[What you have to do]: Retype the records below exactly as they appear.

[Records supplied]:

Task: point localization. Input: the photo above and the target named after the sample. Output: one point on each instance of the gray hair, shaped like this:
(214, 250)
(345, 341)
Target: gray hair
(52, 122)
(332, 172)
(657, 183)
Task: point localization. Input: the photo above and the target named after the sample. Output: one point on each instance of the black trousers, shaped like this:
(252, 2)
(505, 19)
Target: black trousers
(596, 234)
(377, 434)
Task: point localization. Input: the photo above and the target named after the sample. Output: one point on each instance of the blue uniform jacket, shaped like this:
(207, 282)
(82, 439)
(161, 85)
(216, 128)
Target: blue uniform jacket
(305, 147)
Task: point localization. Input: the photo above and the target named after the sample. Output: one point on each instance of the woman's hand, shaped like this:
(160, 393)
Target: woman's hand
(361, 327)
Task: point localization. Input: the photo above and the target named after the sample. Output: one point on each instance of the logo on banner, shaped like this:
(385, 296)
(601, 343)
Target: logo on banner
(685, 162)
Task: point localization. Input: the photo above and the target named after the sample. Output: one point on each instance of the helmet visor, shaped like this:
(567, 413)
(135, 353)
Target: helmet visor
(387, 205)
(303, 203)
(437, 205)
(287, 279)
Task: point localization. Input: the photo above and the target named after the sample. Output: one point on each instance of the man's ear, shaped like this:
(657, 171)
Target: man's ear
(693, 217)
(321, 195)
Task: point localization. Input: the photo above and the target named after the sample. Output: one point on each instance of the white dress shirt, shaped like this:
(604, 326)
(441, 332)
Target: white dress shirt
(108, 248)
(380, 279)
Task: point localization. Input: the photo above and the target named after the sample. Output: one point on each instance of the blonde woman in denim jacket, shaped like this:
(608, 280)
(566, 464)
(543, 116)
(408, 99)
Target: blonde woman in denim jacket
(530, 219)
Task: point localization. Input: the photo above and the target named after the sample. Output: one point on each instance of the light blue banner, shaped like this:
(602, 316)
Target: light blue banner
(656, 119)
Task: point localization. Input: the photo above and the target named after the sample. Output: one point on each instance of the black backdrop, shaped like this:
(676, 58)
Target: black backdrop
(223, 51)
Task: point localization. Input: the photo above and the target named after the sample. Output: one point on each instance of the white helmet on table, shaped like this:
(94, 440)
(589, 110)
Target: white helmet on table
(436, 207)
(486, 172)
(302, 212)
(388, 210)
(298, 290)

[Exercise result]:
Task: point localization. Input: the photo above and the target named after the sample. Output: one point on each instance of the gray hair, shaped like this:
(214, 250)
(345, 341)
Target: gray hair
(52, 122)
(332, 172)
(657, 183)
Task: point localization. Input: the photo above and the target named after the sample. Output: one point on each instance of the black trousers, shaped like this:
(252, 2)
(505, 19)
Target: black trousers
(596, 234)
(377, 434)
Task: point localization. Input: the photo above and the target named after the sample. Output: one point on each instance of the blue uniform jacket, shaped like this:
(207, 282)
(82, 439)
(161, 85)
(216, 128)
Target: blue uniform jacket
(305, 147)
Task: point localization. Input: the photo above and the target named after the sample. Output: one point on each instance of the woman's hand, shaped like this:
(160, 393)
Target: woman's hand
(361, 327)
Task: point localization. Input: the photo above and the target named after the sample. Output: one point on each instance of the logo on banner, shaped like this:
(385, 296)
(601, 343)
Target: logo on banner
(685, 162)
Task: point localization. Input: the photo above and the target named after the sample. Output: one point on each instance of the helmet visor, shaped like this:
(567, 413)
(135, 353)
Target: helmet visor
(387, 205)
(303, 203)
(437, 205)
(287, 279)
Task: point localization. Input: the photo above and the target named after the sample. Output: one point on each instance of the man's ear, shaped like this:
(657, 171)
Target: man's ear
(693, 217)
(321, 195)
Task: point localization. Input: the photo above and the target named after the sample. Output: one point on each instance of the white dress shirt, shaped like this:
(604, 326)
(441, 332)
Target: white dress shirt
(108, 248)
(380, 279)
Task: point localization. Input: the photo above and the target named after the sample. Output: one point on each instance of the blonde woman in denim jacket, shaped like this:
(608, 280)
(566, 464)
(543, 116)
(408, 99)
Target: blonde woman in denim jacket
(530, 219)
Task: point localization. Input: the photo above and the target named after the sample. Output: one point on each instance of the light blue banner, shaped like this:
(602, 316)
Target: light blue banner
(656, 119)
Task: point localization. Input: the photo above and the target named after the sample. Output: one point on each instance of the black backdrop, shaped like this:
(676, 58)
Target: black backdrop
(223, 51)
Task: point localization. Input: the photo above and the target named after the sample. Output: one point on each instance of the white helmet on table, shaped like this:
(94, 440)
(589, 110)
Target: white helmet on table
(436, 207)
(486, 172)
(302, 212)
(388, 210)
(298, 290)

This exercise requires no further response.